**EXTRACT TO READ:**
# # # # #

MONTREAL -- The Quebec government will propose small annual increases to university tuition during its ongoing education summit, an event called to help calm last year's student crisis.
The governing Parti Quebecois is expected to make the announcement Monday at the two-day Montreal conference, a government source said.
Tuition increases were at the heart of the 2012 student unrest, which saw Montreal consumed by massive, nightly demonstrations. It was sparked by the former Liberal government's plan to hike tuition fees by 77 per cent over five years.
Pauline Marois' Parti Quebecois sided with the student protesters in the leadup to September's election campaign and cancelled the Liberal tuition increases after it won power.
While the PQ's annually indexed hikes would be far smaller than the former government's proposal, student federations strongly oppose such a measure.
The Marois government had already indicated its preference for indexing tuition increases at a rate somewhere between about $45 and $80 per year, per student, depending on the formula they use.
The PQ indexation plan will eventually be introduced by decree in the legislature and will be guided by one of three formulas to result in annual increases of either two per cent, three per cent, or 3.5 per cent.
Last year's student uprising was spurred by the Liberal government's proposal to boost tuition rates by $325 per year, over five years. The government later adjusted the planned increases to $254 per year, over seven years.
Martine Desjardins, leader of Quebec's largest student federation, said last week it was too early to know whether her members would be prepared to strike over indexation increases imposed by the PQ.
It was clear from the heavy security at the long-awaited summit Monday that memories of the sometimes-violent 2012 student protests were fresh on the minds of authorities.
Steel crowd-control barriers, a gauntlet of security checkpoints and bag searches greeted participants at the Montreal building housing the two-day event.
Inside the venue, the discussions were courteous.
School administrators, politicians, student leaders and social groups outlined their visions for Quebec's post-secondary education system, talks that explored topics such as university funding and financial aid for students.
Outside the building, police officers circled the neighbourhood on bicycle, sat in vans packed with riot gear and discretely kept watch over the area from the shadows of residential doorways.
The streets around the hall were quiet early in the day, except for around 20 professors protesting tuition hikes. A small group of demonstrators -- some of them were wearing masks -- gathered near the building for a short time before leaving.
It was in stark contrast to the months of Quebecers marching in the streets in a student movement that dubbed itself the Maple Spring.
Marois navigated the treacherous political issue during the recent election with a promise to create a new tuition policy after holding an education summit.
But some student groups are disappointed.
They feel the new government is tuning out some of their ideas and, as a result, they are boycotting the summit.

# # # # #

[Data items]
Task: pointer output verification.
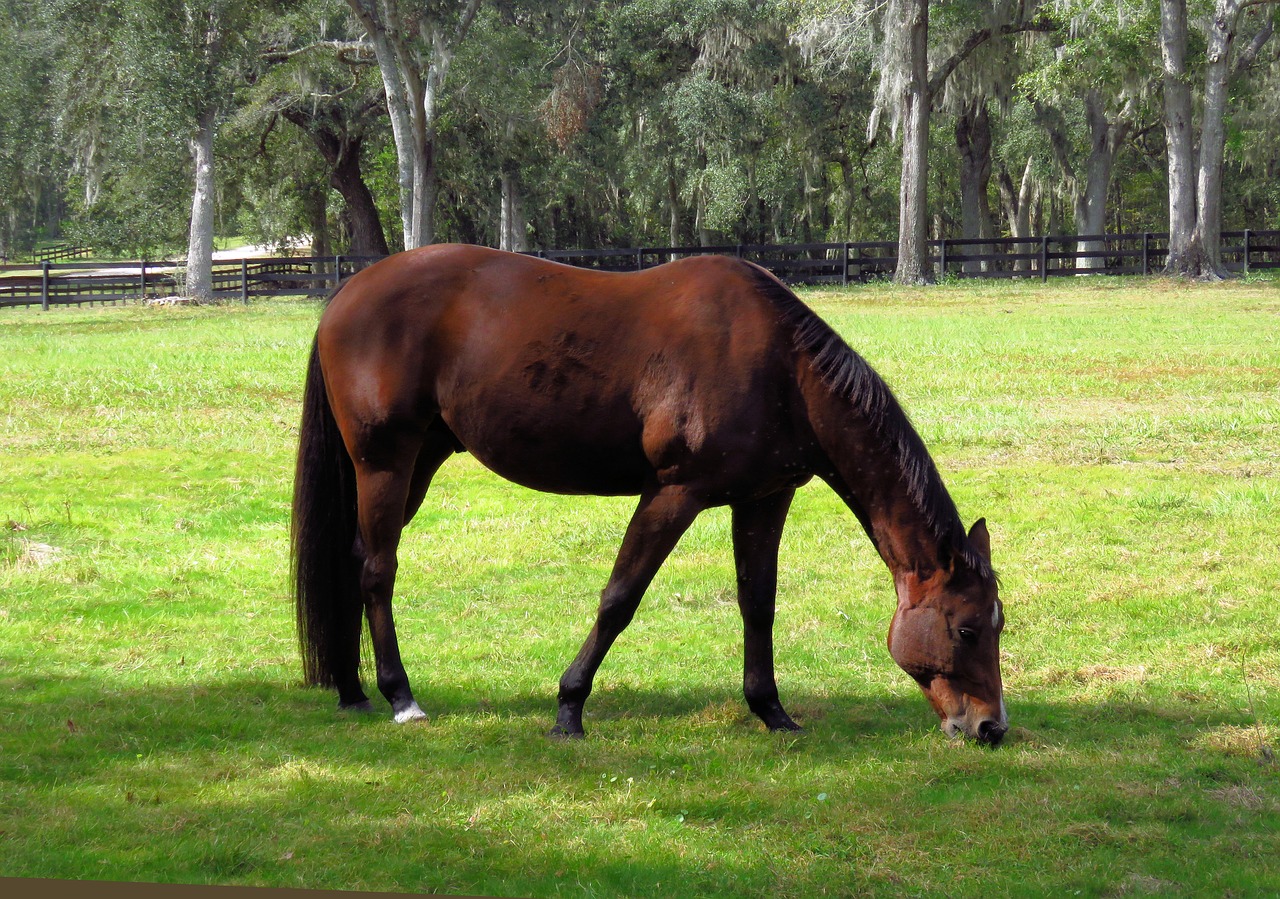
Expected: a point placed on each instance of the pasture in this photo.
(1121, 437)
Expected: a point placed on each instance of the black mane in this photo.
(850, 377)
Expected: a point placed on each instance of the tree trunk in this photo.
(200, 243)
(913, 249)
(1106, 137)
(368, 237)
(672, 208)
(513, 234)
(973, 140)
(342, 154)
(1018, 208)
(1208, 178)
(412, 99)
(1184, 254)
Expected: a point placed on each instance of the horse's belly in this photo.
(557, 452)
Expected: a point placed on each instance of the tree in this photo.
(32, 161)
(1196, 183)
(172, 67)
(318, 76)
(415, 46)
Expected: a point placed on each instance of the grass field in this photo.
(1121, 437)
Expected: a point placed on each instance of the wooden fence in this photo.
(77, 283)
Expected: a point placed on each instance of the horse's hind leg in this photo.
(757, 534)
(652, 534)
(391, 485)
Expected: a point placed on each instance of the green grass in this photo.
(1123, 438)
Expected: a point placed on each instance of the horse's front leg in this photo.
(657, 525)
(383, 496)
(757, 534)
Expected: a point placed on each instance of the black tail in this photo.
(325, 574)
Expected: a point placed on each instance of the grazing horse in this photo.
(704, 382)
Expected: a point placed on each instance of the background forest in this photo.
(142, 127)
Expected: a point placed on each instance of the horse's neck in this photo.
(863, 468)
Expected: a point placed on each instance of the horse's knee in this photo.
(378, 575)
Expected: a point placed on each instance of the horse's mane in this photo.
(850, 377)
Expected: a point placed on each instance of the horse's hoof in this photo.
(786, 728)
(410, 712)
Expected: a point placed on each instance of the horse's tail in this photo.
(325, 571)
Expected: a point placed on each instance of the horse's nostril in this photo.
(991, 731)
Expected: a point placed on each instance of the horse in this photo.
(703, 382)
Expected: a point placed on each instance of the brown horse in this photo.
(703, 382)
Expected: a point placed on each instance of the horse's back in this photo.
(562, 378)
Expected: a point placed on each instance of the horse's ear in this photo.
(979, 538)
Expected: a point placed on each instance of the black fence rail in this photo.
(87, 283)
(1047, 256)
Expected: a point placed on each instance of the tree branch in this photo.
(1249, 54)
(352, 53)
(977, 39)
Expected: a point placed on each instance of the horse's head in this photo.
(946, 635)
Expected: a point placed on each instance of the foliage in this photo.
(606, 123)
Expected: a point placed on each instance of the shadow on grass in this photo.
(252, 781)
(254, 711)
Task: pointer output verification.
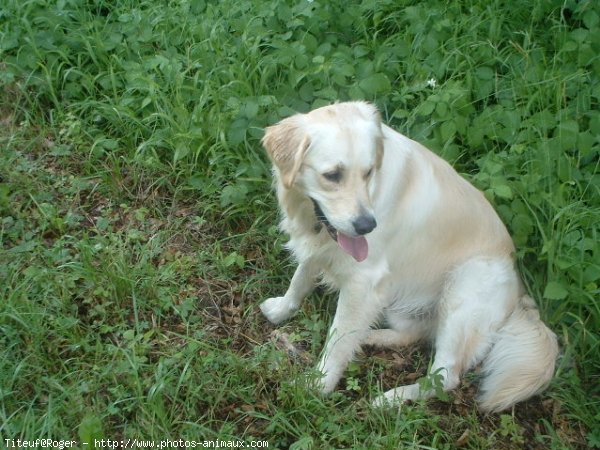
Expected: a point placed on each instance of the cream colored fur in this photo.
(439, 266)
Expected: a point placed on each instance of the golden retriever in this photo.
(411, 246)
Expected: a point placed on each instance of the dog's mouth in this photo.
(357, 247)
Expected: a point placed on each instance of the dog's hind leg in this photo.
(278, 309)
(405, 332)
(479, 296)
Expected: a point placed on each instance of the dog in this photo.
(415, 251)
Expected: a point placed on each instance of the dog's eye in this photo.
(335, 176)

# # # # #

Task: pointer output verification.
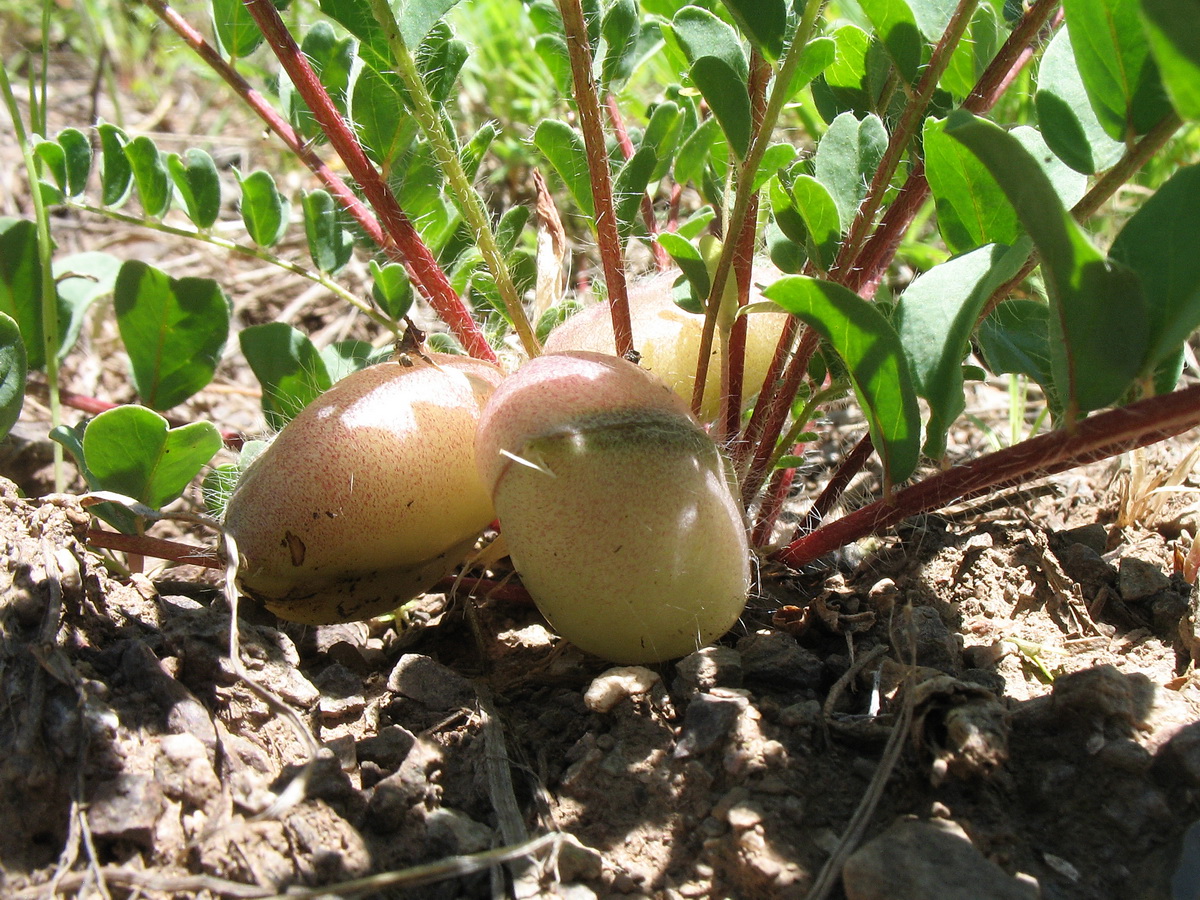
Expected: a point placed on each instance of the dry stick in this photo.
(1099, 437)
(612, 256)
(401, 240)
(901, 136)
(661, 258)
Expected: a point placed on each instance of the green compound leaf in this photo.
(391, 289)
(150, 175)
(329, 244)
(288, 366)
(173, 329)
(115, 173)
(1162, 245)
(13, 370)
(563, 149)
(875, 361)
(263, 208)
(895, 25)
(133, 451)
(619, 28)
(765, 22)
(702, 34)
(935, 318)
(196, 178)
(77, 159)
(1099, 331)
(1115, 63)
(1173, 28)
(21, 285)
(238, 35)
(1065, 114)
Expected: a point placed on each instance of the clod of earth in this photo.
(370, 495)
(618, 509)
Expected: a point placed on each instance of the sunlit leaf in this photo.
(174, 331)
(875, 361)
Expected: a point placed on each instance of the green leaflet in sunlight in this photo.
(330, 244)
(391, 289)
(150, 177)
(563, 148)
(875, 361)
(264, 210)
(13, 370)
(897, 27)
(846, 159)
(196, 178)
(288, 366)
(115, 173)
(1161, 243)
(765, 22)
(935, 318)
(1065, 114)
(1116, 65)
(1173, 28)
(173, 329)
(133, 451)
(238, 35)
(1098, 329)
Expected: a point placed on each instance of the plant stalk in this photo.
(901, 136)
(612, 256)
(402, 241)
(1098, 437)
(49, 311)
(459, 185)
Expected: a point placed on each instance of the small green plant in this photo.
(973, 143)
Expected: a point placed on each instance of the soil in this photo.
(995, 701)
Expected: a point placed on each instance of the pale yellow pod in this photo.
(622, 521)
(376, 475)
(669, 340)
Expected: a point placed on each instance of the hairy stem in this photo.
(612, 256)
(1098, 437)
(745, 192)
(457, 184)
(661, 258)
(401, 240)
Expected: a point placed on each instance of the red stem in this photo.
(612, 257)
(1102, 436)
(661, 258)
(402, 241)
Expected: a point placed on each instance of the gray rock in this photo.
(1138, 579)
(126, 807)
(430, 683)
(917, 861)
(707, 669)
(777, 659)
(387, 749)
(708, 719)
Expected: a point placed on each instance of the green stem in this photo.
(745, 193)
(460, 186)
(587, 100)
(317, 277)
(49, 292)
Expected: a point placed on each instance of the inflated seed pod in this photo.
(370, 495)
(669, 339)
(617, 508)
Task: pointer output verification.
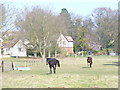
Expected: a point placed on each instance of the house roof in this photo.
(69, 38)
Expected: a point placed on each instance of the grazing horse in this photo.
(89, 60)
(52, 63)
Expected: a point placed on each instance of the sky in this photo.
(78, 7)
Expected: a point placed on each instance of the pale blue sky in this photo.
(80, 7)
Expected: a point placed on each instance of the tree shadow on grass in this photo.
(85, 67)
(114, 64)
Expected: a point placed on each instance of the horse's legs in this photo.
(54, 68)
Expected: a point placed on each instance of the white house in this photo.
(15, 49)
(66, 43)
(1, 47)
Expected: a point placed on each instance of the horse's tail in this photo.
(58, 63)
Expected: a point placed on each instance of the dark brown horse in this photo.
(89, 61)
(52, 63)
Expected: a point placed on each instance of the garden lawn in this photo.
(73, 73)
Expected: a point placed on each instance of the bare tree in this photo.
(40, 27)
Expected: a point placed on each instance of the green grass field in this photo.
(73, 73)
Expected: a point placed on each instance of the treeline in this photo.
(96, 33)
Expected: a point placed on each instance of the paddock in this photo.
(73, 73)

# # # # #

**WHAT YOU NEED TO DO:**
Answer these questions from the report on Quebec university tuition:
1. By what percentage did the former Liberal government plan to raise tuition fees over five years?
2. What three annual increase rates could the PQ indexation formulas produce?
3. About how many professors were protesting tuition hikes near the hall early in the day?

**TASK RESPONSE:**
1. 77 per cent.
2. Two per cent, three per cent, or 3.5 per cent.
3. Around 20.